Please say how many lines in the records below contain the word "point", giving the number alone.

[Dataset entries]
^^^^

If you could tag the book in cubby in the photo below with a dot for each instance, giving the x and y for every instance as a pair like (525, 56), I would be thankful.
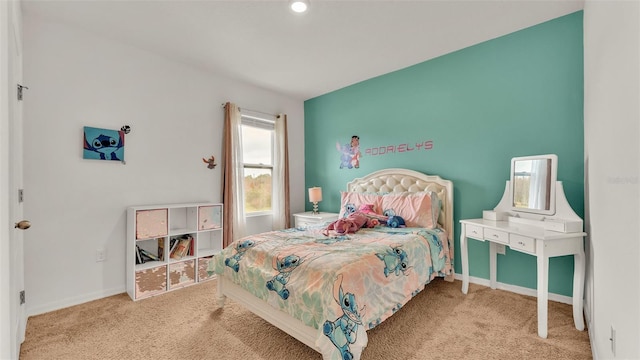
(171, 246)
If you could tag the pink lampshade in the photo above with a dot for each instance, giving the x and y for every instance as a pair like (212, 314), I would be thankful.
(315, 194)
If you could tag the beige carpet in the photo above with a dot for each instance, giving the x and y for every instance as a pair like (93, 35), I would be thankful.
(439, 323)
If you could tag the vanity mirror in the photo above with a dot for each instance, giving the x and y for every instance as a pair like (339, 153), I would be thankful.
(533, 184)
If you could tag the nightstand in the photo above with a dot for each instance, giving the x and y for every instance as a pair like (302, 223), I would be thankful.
(309, 218)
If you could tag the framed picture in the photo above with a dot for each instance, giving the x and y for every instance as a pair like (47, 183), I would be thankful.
(103, 144)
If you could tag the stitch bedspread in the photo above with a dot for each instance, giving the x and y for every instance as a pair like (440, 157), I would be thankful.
(339, 285)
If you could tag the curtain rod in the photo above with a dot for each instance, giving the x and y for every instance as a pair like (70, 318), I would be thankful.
(256, 111)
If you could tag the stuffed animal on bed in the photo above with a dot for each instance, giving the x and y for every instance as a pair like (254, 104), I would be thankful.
(395, 221)
(365, 216)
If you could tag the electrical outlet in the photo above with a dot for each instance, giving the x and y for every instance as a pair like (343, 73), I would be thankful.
(101, 255)
(613, 340)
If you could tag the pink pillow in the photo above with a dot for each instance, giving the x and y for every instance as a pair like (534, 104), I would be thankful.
(417, 209)
(352, 201)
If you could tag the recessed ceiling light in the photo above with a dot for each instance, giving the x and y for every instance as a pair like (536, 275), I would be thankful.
(299, 6)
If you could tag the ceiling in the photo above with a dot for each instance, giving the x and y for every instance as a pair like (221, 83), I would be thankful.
(333, 45)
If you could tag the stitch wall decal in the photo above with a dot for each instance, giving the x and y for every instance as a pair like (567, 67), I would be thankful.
(350, 153)
(103, 144)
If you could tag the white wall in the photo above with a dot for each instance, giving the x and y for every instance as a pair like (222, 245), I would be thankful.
(612, 151)
(76, 206)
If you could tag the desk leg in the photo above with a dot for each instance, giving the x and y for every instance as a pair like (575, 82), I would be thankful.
(464, 255)
(543, 288)
(493, 265)
(578, 289)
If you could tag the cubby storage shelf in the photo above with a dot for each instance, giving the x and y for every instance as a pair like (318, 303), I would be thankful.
(151, 230)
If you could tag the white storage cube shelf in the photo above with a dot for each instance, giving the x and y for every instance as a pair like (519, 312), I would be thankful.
(151, 229)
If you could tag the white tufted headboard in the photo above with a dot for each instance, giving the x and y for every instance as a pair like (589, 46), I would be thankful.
(405, 180)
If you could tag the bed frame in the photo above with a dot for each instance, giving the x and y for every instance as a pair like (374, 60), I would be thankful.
(382, 181)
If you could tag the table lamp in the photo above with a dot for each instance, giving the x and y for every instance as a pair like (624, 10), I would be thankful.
(315, 196)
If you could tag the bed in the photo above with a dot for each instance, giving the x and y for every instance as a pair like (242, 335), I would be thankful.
(327, 288)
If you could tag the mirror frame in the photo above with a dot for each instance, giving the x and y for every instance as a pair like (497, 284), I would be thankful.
(552, 191)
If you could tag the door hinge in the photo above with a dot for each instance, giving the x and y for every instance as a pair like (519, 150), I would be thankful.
(20, 88)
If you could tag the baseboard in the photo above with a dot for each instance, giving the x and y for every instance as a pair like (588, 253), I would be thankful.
(77, 300)
(517, 289)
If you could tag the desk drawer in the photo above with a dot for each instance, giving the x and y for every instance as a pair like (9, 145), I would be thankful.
(496, 236)
(522, 243)
(473, 231)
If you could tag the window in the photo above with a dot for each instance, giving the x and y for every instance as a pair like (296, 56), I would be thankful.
(258, 135)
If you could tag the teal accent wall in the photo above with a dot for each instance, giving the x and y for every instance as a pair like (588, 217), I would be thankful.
(517, 95)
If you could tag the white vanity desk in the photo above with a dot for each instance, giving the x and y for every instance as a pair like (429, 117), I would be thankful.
(557, 233)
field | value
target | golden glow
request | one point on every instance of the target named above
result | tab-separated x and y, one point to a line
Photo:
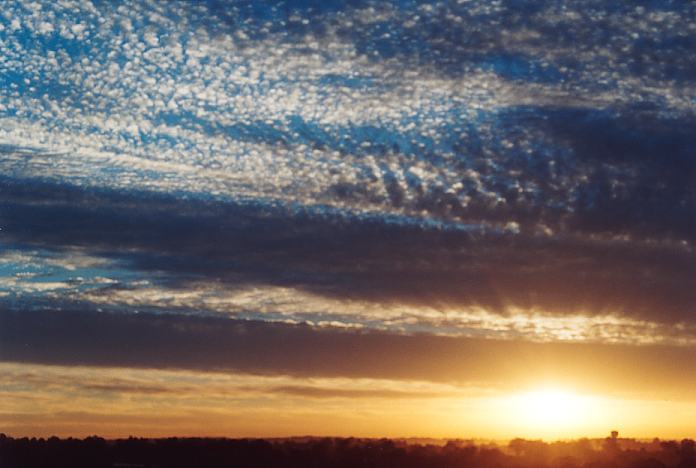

^^^^

## Exercise result
2